▶ KUTIPAN SUMBER
● ● ● ● ● ● ●
JAKARTA, (Tribunekompas)
By: Tomy.
- Dalam sejumlah perkara yang ditangani KPK, jaksa penuntut umum (JPU) kerap memuat nama-nama yang bukan tersangka, turut melakukan perkara korupsi bersama terdakwa.
Sebut saja perkara dugaan korupsi dana Percepatan Pembangunan Infrastruktur Daerah (PPID) di Kementerian Tenaga Kerja dan Transmigrasi (Kemenakertrans). Dalam dakwaan terhadap Sesditjen Pembinaan Pembangunan Kawasan Transmigrasi (P2KT) I Nyoman Suisnaya dan Kabag Program Evaluasi dan Pelaporan Ditjen P2KT Kemenakertrans Dadong Irbarelawan, jaksa menyeret nama Menteri Tenaga Kerja dan Transmigrasi (Menakertrans) Muhaimin Iskandar turut bersama-sama terdakwa terlibat kasus ini. Padahal, KPK belum pernah menetapkan Muhaimin sebagai tersangka.
● ● ● ● ● ● ●
Butir yang tercantum dalam kumpulan data
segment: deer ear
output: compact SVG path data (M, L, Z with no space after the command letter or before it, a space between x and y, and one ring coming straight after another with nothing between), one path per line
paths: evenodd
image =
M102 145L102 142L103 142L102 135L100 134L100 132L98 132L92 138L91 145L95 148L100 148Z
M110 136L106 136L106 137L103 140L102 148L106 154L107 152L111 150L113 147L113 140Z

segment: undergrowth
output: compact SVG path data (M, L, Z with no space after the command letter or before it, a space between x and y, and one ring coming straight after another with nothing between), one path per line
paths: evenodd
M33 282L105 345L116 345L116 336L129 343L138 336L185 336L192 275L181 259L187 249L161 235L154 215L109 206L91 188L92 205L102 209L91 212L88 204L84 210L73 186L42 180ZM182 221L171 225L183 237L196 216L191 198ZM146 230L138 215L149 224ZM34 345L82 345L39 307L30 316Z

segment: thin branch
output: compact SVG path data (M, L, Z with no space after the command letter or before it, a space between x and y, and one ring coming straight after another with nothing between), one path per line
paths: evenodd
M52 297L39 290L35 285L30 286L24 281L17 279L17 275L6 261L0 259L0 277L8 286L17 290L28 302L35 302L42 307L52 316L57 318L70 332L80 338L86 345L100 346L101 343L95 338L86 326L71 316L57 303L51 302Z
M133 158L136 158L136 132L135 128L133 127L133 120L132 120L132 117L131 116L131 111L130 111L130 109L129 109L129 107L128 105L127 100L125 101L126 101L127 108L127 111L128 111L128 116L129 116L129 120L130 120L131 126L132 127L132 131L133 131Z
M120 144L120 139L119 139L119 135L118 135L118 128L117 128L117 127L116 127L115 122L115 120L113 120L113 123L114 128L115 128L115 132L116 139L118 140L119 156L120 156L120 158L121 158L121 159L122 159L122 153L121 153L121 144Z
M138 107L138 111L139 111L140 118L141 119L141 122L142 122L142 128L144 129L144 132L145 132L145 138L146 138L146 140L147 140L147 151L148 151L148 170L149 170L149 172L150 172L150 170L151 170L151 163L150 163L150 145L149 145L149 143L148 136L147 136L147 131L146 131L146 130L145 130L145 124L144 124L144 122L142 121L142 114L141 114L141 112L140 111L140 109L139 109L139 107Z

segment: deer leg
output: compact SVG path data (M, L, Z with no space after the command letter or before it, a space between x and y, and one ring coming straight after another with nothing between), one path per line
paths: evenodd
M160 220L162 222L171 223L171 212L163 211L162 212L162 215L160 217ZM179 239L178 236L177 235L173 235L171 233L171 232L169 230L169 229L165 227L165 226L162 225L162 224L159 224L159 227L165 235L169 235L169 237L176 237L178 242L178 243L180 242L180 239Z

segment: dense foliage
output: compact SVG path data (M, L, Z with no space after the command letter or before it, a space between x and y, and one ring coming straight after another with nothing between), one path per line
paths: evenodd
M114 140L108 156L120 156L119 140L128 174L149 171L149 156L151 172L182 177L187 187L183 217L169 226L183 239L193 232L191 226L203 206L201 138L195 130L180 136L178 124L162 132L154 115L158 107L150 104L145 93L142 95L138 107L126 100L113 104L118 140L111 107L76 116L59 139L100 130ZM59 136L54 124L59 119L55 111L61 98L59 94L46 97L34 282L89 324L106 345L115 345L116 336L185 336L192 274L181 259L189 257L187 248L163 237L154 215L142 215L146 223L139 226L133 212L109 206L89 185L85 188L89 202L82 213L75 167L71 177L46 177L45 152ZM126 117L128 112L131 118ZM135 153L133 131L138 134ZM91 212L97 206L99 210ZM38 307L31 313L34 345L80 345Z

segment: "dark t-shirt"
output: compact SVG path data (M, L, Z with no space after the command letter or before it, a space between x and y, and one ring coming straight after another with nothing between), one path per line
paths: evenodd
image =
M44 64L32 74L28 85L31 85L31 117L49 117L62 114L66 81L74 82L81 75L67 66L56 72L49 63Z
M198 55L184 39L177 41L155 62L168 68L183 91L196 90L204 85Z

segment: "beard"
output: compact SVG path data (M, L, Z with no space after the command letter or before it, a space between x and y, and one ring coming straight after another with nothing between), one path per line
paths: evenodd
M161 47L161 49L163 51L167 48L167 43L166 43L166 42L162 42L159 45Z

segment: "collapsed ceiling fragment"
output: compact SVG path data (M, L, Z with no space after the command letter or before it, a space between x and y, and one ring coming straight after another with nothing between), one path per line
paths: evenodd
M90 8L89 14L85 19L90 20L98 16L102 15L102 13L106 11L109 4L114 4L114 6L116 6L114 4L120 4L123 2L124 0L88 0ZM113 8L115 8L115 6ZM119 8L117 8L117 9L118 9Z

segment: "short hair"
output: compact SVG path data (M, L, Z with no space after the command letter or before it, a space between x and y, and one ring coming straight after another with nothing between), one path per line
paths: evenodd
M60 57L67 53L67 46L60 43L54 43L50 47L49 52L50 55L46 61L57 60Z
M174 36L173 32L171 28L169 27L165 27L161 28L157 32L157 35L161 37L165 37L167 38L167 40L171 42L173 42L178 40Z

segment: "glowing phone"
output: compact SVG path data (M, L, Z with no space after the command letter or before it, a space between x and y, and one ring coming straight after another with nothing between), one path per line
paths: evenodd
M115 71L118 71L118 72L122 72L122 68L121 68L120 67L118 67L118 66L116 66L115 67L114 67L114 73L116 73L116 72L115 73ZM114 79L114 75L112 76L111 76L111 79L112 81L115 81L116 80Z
● ● ● ● ● ● ●
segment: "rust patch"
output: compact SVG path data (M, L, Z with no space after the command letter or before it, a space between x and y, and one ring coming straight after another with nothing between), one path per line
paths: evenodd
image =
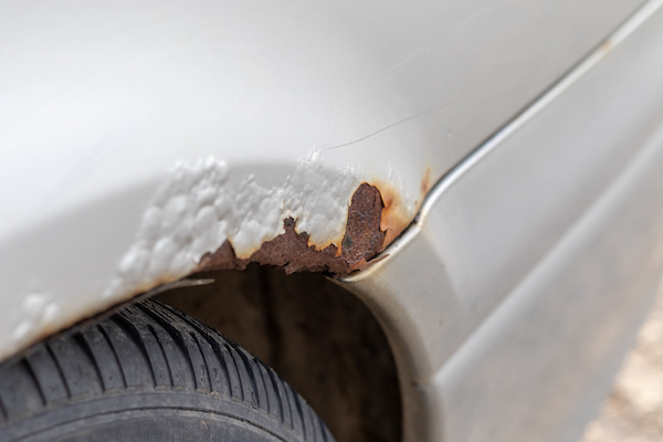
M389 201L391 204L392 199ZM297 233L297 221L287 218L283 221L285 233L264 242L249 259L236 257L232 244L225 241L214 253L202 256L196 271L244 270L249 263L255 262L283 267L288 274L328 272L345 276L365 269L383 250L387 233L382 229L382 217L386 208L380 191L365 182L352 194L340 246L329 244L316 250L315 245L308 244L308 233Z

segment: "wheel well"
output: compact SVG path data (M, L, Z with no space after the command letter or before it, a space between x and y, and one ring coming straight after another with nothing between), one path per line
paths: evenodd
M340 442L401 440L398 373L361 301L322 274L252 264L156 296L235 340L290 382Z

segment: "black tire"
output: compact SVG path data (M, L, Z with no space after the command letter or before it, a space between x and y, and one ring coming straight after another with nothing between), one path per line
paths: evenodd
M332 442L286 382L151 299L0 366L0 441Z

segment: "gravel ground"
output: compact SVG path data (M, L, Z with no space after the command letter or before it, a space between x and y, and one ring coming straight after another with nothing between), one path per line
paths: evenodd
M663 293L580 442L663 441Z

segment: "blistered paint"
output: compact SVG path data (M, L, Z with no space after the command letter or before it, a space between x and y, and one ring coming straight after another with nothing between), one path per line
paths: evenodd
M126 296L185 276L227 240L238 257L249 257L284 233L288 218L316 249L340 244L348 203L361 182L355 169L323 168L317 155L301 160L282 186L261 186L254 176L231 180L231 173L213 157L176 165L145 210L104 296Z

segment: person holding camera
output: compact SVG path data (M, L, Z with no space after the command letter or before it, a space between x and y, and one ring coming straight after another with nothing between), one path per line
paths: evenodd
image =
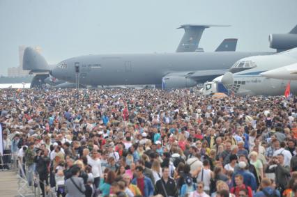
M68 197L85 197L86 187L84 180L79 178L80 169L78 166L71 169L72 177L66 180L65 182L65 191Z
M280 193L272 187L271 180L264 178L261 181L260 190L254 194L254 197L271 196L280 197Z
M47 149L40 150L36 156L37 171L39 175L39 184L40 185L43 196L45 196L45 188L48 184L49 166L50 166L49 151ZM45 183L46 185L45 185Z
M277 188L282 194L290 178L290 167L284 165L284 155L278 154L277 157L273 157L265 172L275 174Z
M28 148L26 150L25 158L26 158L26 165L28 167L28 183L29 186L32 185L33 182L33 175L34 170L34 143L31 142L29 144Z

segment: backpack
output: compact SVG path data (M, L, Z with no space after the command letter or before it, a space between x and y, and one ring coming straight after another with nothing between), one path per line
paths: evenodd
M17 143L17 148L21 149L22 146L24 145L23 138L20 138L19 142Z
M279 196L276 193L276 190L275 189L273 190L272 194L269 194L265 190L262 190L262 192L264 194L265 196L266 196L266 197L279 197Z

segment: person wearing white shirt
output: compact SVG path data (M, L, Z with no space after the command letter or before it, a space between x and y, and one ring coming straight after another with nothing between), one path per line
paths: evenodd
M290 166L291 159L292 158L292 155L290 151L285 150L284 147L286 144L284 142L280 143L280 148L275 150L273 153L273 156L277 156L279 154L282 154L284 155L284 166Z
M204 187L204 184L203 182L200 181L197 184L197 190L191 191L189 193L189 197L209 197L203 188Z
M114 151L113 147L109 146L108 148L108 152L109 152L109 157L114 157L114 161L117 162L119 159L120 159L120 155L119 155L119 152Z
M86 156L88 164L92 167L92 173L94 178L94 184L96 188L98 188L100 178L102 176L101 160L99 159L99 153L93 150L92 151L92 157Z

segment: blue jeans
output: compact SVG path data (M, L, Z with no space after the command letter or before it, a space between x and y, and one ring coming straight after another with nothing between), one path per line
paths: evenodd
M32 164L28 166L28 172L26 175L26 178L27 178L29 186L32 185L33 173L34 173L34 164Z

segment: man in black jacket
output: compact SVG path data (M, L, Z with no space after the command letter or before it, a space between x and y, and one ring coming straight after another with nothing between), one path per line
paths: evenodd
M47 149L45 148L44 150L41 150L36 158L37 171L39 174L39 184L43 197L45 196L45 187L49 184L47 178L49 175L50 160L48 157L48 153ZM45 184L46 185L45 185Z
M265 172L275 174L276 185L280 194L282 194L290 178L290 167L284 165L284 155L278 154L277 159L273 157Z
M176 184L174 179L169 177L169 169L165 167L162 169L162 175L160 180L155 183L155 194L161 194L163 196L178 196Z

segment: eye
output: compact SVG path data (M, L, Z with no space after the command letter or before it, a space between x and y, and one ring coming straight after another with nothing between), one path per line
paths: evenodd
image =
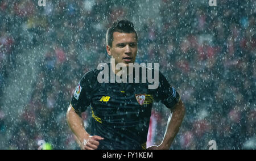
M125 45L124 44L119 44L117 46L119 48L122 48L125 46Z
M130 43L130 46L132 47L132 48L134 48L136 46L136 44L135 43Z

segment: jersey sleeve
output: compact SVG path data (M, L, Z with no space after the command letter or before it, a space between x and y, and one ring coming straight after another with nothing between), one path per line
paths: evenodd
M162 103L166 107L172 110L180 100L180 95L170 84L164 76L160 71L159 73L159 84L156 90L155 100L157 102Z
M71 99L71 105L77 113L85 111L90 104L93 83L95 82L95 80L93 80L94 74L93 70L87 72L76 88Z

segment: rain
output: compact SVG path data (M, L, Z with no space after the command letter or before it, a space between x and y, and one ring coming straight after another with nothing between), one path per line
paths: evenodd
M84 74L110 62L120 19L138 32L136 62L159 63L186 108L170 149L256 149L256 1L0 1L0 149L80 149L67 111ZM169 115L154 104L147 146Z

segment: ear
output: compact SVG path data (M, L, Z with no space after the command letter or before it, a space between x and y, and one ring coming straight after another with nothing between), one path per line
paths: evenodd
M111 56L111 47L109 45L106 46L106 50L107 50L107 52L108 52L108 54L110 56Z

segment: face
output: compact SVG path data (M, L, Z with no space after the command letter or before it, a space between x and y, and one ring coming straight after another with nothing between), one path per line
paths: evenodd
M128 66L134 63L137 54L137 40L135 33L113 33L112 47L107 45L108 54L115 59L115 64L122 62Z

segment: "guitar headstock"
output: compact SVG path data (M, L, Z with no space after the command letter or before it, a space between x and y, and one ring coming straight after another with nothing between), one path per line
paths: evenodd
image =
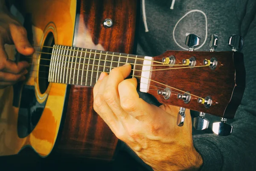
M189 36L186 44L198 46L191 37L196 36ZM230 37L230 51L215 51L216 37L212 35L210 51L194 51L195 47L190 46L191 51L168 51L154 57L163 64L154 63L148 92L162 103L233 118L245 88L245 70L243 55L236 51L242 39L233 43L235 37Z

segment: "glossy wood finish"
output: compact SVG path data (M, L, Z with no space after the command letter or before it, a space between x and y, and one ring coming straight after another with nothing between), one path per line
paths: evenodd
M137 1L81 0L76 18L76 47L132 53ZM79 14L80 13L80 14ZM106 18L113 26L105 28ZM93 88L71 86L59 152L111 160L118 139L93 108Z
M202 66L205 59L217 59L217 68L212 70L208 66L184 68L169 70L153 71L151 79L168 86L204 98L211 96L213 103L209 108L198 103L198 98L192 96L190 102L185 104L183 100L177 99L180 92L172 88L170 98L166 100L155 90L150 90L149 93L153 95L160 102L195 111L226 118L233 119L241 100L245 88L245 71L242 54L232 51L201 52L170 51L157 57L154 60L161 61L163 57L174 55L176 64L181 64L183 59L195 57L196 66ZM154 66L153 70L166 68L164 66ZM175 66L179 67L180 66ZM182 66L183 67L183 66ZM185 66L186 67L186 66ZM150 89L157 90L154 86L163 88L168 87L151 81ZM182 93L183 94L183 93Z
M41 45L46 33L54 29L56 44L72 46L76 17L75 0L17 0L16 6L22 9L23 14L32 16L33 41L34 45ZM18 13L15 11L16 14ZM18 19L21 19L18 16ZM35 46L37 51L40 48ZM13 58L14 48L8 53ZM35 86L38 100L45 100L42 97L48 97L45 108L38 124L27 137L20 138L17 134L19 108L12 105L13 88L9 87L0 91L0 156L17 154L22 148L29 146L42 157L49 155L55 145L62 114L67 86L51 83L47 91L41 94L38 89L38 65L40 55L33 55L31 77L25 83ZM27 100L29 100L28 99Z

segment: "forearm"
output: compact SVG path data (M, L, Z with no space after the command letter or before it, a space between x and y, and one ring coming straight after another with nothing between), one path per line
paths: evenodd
● ● ● ● ● ● ●
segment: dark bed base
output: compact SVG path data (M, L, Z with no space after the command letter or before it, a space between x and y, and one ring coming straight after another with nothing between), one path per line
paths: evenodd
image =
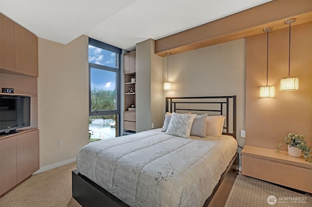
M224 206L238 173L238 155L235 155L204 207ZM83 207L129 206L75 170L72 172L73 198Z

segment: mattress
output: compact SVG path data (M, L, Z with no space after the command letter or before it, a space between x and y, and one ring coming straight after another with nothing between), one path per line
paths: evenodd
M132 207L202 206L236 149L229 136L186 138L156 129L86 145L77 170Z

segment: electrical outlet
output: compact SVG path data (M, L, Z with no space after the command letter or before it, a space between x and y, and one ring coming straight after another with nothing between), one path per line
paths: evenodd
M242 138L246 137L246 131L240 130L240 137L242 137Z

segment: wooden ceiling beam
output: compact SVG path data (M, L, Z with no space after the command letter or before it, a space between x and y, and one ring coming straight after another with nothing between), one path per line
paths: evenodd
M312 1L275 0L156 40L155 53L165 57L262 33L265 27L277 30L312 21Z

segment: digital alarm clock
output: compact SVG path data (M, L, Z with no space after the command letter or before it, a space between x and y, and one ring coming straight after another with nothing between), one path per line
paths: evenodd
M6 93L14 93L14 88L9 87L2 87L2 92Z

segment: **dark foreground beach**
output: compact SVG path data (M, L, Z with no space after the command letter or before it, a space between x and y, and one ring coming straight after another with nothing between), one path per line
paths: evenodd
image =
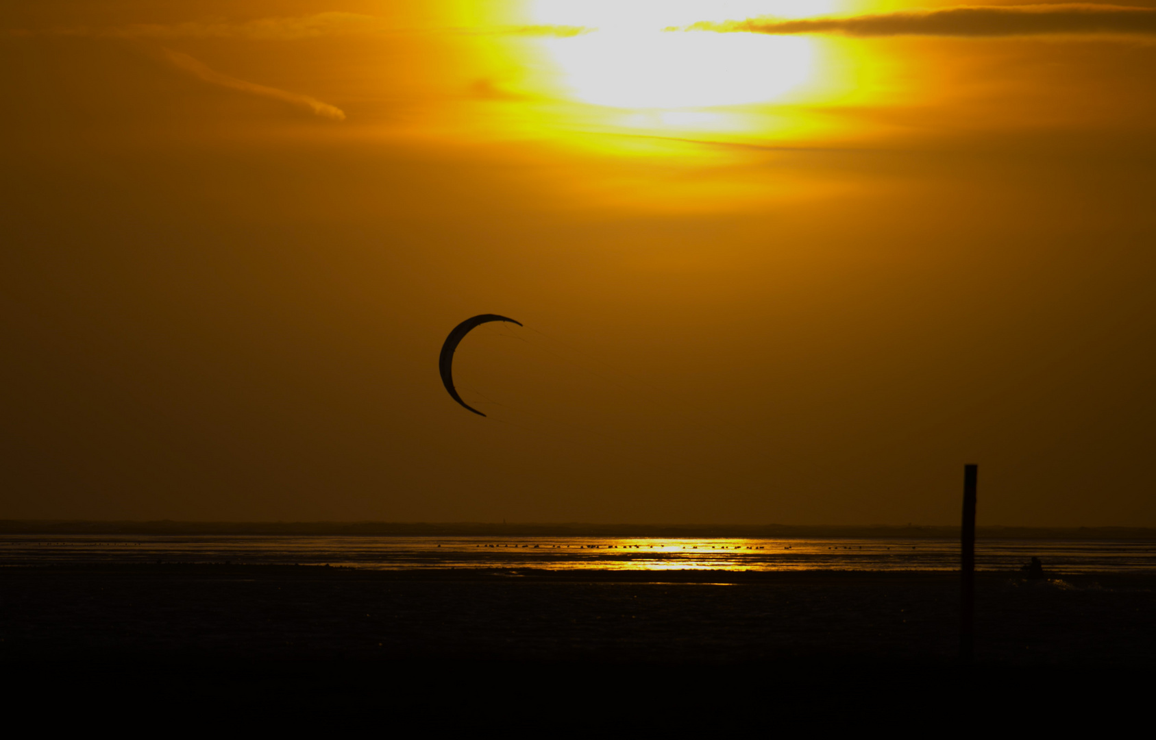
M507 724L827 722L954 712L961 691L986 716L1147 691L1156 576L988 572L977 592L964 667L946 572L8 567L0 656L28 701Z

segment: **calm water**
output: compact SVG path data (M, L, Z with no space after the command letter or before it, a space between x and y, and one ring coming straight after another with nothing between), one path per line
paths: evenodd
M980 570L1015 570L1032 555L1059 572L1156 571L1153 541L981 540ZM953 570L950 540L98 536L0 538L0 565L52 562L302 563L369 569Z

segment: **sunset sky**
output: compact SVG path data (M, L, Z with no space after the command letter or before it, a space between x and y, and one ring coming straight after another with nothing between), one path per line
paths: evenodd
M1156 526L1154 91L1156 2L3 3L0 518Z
● ● ● ● ● ● ●
▶ DAFTAR TUGAS
1. Jawab pertanyaan berikut berdasarkan berita tentang dakwaan KPK:
(a) Siapa yang kerap memuat nama-nama yang bukan tersangka dalam perkara yang ditangani KPK?
(b) Dana apa yang diduga dikorupsi di Kemenakertrans?
(c) Siapa menteri yang namanya diseret jaksa dalam dakwaan, padahal belum ditetapkan sebagai tersangka?
2. Teruskan berita tentang dakwaan KPK ini mulai setelah kalimat terakhirnya.

▶ HASIL BERURUTAN
1.
(a) Jaksa penuntut umum (JPU).
(b) Dana Percepatan Pembangunan Infrastruktur Daerah (PPID).
(c) Muhaimin Iskandar, Menteri Tenaga Kerja dan Transmigrasi (Menakertrans).

2.
“Terdakwa Nyoman, secara sendiri-sendiri atau bersama-sama Dadong Irbarelawan, Abdul Muhaimin Iskandar dan Jamaluddien Malik pada Jumat (19/8) bertempat di kantor Kemenakertrans, Kalibata, selaku pegawai negeri pada Kemenakertrans telah menerima hadiah uang Rp 2,01 miliar dari Dharnawati,” ujar JPU KPK Zet Tadung Alo dalam pembacaan dakwaan terhadap I Nyoman Suisnaya di Pengadilan Tindak Pidana Korupsi (Tipikor), Jakarta, Rabu (16/11).
Dharnawati menyampaikan keinginan untuk ikut proyek tersebut di empat wilayah Papua senilai Rp 73 miliar. Atas keinginan Dharnawati, terdakwa memberitahukan bahwa harus menyerahkan fee 10 persen untuk masing-masing daerah.
Pada kasus lain, yakni dugaan korupsi proyek pengadaan dan pemasangan pembangkit listrik tenaga surya berupa solar home system di Kementerian Energi dan Sumber Daya Mineral (ESDM), JPU KPK juga membeberkan dugaan intervensi anggota DPR.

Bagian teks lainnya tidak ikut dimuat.